= WHAT THE TASK ASKS =
Filter the material below and keep only the lines that contain the string "Target", matching case exactly.

--- MATERIAL SHOWN ---

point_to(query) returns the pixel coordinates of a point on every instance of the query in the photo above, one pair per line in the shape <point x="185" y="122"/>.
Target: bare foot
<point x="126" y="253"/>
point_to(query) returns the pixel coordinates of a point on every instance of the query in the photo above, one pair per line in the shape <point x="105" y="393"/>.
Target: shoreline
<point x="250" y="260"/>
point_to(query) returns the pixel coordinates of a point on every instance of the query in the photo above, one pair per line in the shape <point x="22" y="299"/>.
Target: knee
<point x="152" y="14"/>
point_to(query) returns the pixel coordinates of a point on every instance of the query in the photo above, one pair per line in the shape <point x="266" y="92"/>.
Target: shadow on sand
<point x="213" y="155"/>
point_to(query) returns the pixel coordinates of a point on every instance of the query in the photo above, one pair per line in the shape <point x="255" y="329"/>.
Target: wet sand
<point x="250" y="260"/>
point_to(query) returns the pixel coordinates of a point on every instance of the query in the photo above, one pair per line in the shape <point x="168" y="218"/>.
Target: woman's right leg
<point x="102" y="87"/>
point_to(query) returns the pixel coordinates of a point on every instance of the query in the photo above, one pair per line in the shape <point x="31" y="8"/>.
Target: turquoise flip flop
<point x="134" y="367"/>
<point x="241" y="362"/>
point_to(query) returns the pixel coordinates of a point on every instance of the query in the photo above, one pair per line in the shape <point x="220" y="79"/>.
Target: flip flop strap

---

= REPLY TO THE TASK =
Target: bare foot
Target: shoreline
Target: knee
Target: shadow on sand
Target: wet sand
Target: woman's right leg
Target: turquoise flip flop
Target: flip flop strap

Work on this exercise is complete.